## Tâches à réaliser
1. Dans le texte sur l'informatique quantique :
(a) Qu'est-ce que le consortium japonais a rendu disponible en open source ?
(b) D'après la légende, où et en quelle année l'ordinateur quantique d'IBM était-il exposé ?
(c) Quelle puce de Google y est mentionnée ?
2. Comment le texte sur le système d'exploitation quantique open source pourrait-il se poursuivre ? Prolongez-le à partir de sa dernière phrase.

## Texte fourni
Un consortium nippon vient de libérer en open source un système d'exploitation pour ordinateurs quantiques. Cette initiative pourrait bien abaisser de quelques centimètres les barrières techniques qui freinaient jusqu'alors l'accès à ces machines extraordinaires.

Ordinateur quantique d'IBM exposé au CES de Las Vegas, en 2020. © Audio und werbung / Shutterstock
Ordinateur quantique d'IBM exposé au CES de Las Vegas, en 2020. © Audio und werbung / Shutterstock

L'informatique quantique a longtemps été perçue comme un domaine réservé aux laboratoires d'élite et aux grandes entreprises technologiques, mais ce statu quo a évolué très rapidement ces dernières années. Entre le processeur Majorana 1 de Microsoft, la puce Willow de Google, les promesses de PsiQuantum et les récentes avancées sur les fermions de Majorana, l'informatique quantique a connu une superbe effervescence en peu de temps.

## Matériel fourni
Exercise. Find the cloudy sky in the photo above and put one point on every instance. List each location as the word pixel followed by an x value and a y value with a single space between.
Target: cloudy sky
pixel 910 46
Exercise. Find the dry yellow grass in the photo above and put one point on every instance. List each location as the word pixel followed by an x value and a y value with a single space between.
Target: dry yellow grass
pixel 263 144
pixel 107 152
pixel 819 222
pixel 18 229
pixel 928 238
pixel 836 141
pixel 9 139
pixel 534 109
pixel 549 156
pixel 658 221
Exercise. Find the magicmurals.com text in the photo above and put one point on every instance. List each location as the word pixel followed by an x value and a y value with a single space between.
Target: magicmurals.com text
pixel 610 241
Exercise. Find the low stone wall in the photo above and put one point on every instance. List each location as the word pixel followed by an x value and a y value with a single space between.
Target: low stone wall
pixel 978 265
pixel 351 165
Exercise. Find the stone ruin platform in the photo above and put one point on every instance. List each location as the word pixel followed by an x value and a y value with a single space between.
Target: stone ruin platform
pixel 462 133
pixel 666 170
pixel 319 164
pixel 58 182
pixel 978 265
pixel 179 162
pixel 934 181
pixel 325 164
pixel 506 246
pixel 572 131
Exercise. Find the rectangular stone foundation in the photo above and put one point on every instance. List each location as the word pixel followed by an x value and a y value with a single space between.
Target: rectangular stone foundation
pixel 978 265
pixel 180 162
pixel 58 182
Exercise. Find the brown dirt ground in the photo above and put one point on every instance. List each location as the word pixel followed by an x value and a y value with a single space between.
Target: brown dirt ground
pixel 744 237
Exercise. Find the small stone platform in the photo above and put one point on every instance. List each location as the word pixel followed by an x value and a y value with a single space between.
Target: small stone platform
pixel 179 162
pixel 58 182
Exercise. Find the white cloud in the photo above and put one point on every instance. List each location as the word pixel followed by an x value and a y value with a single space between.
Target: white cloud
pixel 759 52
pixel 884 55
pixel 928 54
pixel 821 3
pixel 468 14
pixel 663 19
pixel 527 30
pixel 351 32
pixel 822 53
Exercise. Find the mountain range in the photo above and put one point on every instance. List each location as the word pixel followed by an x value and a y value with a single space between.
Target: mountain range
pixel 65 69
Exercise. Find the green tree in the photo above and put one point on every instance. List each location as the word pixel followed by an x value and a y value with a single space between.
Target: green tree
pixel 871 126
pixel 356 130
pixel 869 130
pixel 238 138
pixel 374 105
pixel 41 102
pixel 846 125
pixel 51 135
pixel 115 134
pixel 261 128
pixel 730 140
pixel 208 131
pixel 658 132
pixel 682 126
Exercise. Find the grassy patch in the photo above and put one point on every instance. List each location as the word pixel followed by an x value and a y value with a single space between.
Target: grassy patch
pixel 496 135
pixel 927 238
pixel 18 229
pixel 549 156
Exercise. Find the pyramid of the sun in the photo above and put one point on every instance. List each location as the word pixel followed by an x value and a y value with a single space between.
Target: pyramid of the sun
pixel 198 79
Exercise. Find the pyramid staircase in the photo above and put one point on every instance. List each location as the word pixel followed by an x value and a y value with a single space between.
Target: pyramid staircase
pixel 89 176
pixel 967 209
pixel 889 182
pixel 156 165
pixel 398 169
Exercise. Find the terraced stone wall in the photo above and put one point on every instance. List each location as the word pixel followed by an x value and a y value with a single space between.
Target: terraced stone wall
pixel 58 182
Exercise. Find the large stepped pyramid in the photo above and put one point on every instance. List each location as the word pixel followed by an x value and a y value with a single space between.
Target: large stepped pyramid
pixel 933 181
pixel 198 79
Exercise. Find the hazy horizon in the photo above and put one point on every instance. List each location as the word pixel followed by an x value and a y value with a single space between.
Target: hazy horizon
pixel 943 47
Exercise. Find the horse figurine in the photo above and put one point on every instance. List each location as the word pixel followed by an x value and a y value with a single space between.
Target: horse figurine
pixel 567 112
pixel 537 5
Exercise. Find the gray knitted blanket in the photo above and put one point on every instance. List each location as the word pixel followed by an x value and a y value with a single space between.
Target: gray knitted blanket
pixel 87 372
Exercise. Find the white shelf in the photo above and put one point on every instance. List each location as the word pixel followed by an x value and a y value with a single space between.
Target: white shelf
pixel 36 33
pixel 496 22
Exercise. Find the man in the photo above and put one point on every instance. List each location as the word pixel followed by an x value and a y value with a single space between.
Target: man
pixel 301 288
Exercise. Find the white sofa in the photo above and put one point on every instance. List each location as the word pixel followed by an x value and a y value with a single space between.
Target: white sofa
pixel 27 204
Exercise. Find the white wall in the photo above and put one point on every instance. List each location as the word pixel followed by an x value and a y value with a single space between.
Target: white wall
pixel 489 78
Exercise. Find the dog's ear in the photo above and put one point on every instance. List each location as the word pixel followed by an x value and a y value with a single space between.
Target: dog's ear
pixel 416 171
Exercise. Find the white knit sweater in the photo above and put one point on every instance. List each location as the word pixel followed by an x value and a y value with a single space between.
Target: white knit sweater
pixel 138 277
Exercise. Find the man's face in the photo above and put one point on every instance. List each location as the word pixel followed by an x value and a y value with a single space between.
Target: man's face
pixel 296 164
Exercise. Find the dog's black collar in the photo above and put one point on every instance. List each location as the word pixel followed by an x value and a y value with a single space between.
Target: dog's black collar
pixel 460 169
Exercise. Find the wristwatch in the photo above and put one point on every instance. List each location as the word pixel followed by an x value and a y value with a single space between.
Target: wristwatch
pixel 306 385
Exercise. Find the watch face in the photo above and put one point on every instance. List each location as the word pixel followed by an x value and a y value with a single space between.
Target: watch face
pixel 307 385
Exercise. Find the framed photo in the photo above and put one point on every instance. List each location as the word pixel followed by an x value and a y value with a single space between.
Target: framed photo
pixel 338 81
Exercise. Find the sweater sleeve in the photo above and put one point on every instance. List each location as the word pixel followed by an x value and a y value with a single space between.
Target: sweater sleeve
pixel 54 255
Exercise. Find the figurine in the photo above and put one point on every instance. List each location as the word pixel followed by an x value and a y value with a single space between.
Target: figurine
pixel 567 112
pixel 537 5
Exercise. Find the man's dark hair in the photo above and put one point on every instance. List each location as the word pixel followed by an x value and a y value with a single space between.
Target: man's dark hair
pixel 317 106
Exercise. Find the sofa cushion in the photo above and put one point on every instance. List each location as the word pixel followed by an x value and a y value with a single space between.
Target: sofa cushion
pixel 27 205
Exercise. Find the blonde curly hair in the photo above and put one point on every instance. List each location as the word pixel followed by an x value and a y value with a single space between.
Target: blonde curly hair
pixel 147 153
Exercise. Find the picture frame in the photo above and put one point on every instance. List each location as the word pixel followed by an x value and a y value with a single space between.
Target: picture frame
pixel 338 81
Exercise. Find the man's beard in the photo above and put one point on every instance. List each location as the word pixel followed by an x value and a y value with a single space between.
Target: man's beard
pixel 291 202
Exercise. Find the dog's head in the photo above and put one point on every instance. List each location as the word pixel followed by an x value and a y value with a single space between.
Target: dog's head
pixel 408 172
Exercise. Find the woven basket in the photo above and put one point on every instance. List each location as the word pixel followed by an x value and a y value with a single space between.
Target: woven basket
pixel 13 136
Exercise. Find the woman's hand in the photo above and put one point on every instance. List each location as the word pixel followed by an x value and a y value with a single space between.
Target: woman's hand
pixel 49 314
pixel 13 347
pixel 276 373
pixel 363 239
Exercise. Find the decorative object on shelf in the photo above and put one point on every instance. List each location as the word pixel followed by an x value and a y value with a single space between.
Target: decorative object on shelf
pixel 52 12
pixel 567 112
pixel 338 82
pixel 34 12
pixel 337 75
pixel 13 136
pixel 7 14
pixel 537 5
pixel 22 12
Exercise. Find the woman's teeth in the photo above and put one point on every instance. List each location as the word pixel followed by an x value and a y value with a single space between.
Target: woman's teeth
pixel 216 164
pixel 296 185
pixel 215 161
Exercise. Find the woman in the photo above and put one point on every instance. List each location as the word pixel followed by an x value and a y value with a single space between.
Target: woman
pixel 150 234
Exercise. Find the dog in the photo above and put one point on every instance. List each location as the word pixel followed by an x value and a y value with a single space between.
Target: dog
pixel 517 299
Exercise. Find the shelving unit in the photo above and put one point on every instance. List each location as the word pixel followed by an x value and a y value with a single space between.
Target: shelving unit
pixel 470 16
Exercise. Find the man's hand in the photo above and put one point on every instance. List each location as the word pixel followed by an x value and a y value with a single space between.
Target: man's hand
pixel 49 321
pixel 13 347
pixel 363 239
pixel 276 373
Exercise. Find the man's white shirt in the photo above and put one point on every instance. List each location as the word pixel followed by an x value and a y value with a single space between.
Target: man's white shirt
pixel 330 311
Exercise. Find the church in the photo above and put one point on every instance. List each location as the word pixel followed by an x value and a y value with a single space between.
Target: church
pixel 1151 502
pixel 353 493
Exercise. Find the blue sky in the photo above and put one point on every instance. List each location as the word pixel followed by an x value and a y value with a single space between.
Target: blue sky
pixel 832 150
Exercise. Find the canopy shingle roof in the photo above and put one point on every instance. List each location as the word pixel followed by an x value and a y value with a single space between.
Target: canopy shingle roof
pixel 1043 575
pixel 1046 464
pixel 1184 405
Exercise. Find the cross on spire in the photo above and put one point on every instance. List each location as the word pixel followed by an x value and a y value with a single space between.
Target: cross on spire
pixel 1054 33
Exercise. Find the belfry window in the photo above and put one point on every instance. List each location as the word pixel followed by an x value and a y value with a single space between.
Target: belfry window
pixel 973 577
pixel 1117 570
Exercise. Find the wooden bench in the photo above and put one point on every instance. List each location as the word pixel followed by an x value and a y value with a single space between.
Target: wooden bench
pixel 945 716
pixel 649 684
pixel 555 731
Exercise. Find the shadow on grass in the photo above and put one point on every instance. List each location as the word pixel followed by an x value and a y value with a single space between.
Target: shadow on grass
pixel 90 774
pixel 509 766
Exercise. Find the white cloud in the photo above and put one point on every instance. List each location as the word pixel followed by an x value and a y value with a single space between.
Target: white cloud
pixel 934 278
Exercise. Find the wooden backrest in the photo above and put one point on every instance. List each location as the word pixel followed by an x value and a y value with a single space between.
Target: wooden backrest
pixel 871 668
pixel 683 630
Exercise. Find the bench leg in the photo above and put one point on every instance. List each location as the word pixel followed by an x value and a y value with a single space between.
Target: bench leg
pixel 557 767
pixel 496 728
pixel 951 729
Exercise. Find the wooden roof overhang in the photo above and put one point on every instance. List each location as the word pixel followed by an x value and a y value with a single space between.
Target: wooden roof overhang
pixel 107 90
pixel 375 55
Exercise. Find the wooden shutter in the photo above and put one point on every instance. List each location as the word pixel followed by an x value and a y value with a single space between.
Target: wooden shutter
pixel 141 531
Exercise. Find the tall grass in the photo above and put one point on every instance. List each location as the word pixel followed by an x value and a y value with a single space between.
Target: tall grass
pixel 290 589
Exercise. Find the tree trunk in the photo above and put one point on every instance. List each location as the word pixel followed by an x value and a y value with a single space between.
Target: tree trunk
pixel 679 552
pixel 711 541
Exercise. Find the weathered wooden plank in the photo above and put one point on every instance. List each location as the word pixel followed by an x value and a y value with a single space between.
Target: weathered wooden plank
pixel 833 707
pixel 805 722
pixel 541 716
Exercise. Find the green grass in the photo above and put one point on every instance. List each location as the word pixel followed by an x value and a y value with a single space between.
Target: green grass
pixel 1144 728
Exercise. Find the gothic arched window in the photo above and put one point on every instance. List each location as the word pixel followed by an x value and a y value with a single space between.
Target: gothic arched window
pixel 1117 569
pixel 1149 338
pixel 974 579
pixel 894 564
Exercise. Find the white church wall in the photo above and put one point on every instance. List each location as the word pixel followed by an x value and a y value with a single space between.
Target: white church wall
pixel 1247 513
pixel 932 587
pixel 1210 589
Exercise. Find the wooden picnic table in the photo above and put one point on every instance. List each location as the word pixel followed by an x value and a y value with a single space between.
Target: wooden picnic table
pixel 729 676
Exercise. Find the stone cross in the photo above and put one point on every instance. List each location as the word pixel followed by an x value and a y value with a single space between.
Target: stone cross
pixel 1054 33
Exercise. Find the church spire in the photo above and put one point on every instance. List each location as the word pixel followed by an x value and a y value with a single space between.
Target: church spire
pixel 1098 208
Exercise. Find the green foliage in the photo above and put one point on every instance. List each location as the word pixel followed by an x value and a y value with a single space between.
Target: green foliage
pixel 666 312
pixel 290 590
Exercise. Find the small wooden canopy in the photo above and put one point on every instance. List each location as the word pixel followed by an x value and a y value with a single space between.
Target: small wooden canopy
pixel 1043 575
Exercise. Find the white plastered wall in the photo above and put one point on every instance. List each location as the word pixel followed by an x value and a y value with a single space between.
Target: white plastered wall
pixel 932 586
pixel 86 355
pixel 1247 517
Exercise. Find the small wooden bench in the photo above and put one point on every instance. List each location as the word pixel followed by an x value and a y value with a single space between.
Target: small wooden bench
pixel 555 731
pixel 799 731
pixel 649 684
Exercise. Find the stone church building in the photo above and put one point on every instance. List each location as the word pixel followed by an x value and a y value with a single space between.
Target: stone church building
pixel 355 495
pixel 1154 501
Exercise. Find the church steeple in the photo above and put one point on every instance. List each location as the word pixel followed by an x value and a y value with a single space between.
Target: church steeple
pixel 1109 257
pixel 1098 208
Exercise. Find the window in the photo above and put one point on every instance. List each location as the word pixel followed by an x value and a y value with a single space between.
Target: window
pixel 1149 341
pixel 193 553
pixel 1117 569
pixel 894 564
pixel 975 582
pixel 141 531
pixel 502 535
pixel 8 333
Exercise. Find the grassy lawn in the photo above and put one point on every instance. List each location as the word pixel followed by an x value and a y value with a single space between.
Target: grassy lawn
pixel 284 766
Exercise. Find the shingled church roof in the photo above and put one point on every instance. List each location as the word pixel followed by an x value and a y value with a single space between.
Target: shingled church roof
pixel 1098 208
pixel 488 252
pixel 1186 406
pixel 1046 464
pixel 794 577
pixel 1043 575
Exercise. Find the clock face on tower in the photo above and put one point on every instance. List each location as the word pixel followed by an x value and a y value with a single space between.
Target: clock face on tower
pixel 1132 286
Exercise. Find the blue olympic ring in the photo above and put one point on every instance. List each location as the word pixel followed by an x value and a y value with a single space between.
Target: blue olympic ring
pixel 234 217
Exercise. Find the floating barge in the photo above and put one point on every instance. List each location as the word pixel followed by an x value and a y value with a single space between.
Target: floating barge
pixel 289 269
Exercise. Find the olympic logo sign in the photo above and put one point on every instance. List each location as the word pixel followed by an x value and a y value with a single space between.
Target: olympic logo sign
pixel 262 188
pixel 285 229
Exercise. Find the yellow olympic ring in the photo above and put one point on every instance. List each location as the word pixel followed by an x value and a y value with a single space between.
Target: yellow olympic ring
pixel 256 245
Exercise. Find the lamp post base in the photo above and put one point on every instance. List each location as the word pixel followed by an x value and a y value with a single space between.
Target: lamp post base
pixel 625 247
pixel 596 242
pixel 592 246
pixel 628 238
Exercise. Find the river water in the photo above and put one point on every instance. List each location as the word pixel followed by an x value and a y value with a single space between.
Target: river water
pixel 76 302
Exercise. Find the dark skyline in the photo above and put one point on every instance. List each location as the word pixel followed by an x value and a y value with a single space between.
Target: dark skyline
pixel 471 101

## Réponses par tâche
1.
(a) Un système d'exploitation pour ordinateurs quantiques.
(b) Au CES de Las Vegas, en 2020.
(c) La puce Willow.

2.
Son potentiel extraordinaire – la capacité de résoudre en quelques secondes des problèmes qui prendraient des milliers d'années aux superordinateurs classiques – restait inaccessible faute d'infrastructures logicielles adaptées. L'annonce de l'Université d'Osaka et de ses partenaires, est en ce sens une excellente nouvelle, puisqu'elle offre enfin aux chercheurs et développeurs un outil essentiel qui manquait à leur ceinture : un système d'exploitation standardisé et ouvert.

Un OS quantique enfin accessible

L'Université nippone a collaboré avec plusieurs partenaires ; Fujitsu Limited, Systems Engineering Consultants (SEC) et TIS Inc. ; pour développer OQTOPUS (Open Quantum Toolchain for Operators and Users). Disponible sur leur page Github, ce projet est certainement l'une des initiatives collaboratives les plus ambitieuses jamais lancées dans ce domaine.

Comme vous pouvez le voir sur le schéma technique ci-dessous, OQTOPUS s'articule autour de trois couches qui s'empilent pour former un pont entre l'utilisateur et le processeur quantique. La couche frontale (frontend layer) offre aux développeurs des outils (QURI Parts) programmer leurs applications. Au milieu, la couche cloud (OQTOPUS Cloud, Frontend et Admin) orchestre utilisateurs, données et tâches de calcul, pour gérer intelligemment les files d'attente et les priorités.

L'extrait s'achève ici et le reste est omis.